Evelegh’s proposals are, if anything, more draconian than Kitson’s. In a sense, as Lawrence suggests, they are a modification of Kitson’s ideas in the light of experience of Northern Ireland. But, as I have tried to show, Evelegh’s solutions are to be found in earlier British counter-insurgency campaigns.

In retrospect it is not surprising that the British state, whose experience of counter-insurgency was of rural societies, should find life in Northern Ireland a more complex proposition – even without the complication of the “enemy” being white and English-speaking.(12) If the war in Northern Ireland is a “colonial war”, by the standards of other British colonial wars it has not been waged as one. Evelegh’s book is a long wistful look at the powers available in previous real colonial wars not available in Northern Ireland.

Nor is it obvious to me that, even with Evelegh’s proposed new powers, the Provos would be defeated. The British state would still be a long way from having the kinds of powers available in Malaya which included widespread curfews, collective punishments for villages believed to be aiding the insurgents, and the relocation of whole communities.

» SET PROBLEM 1:
According to the passage on British counter-insurgency in Northern Ireland, why is it not surprising that the British state found Northern Ireland a more complex proposition? Answer in one to three sentences.
» SET PROBLEM 2:
Write what comes next in the passage on British counter-insurgency in Northern Ireland, starting after its final sentence.

Pointing data:
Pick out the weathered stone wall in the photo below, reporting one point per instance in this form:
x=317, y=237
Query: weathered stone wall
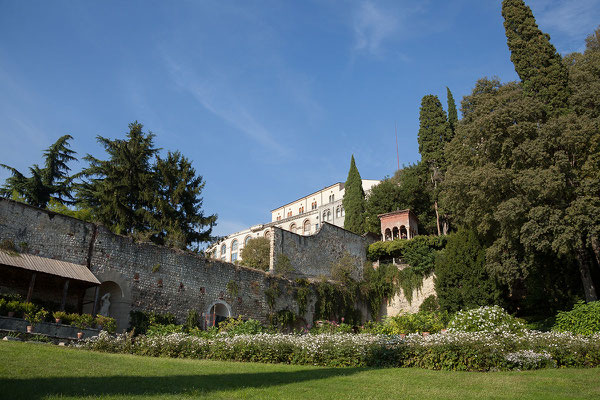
x=313, y=256
x=400, y=304
x=140, y=276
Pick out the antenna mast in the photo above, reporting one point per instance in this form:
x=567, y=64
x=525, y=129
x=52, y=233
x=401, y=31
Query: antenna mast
x=397, y=155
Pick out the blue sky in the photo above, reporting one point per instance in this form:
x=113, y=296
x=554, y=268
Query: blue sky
x=268, y=98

» RIGHT ANSWER 1:
The British state's experience of counter-insurgency had been in rural societies, so Northern Ireland was a harder case. This held even without the further complication that the "enemy" was white and English-speaking.

» RIGHT ANSWER 2:
The area of the British state’s social control assets where colonial methods have been introduced wholesale is policing. As the BBC TV programme “Brass Tacks” on the police assaults on the miners at Orgreave and the students at Manchester University showed, the British police have now adopted the public order/crowd control and dispersal methods, not of Northern Ireland, but of Hong Kong. (13)

Roy Henry, until recently Hong Kong’s Commissioner of Police, described Hong Kong’s use of force by the police in four stages, culminating in the use of firearms.

“You never use automatic fire, of course, and you never deliberately aim to kill. You aim for the knee. And you give a very clear and distinct warning first.” (14)

This makes quite an interesting contrast with the Royal Ulster Constabulary’s Mobile Support Unit’s methods. The Deputy Chief Constable of the RUC is quoted as saying that MSU members ‘”were not trained to fire at peoples’ legs but at their bodies to put them permanently out of operation.” The MSU were trained by the SAS and “many were ex members of the British Army and rushed through the formalities of police training.”(15) Cf Palestine above. Continuities ….

The MSU are a counter-insurgency group and not a riot police, of course. Even so, they are – nominally at any rate – a police counter-insurgency force, and a British one at that. A very significant step has been taken.

Discovering that the British police began acquiring Hong Kong methods in 1981, the only surprise, surely, is that they had waited so long.

Kitson’s 1970 survey of the counter-insurgency operations around the world is essentially a survey of defeats for state forces or temporary successes followed by political defeat. Northern Ireland is going down as another defeat, and not just because of the British state’s failure to defeat the military aspects of the insurgency there.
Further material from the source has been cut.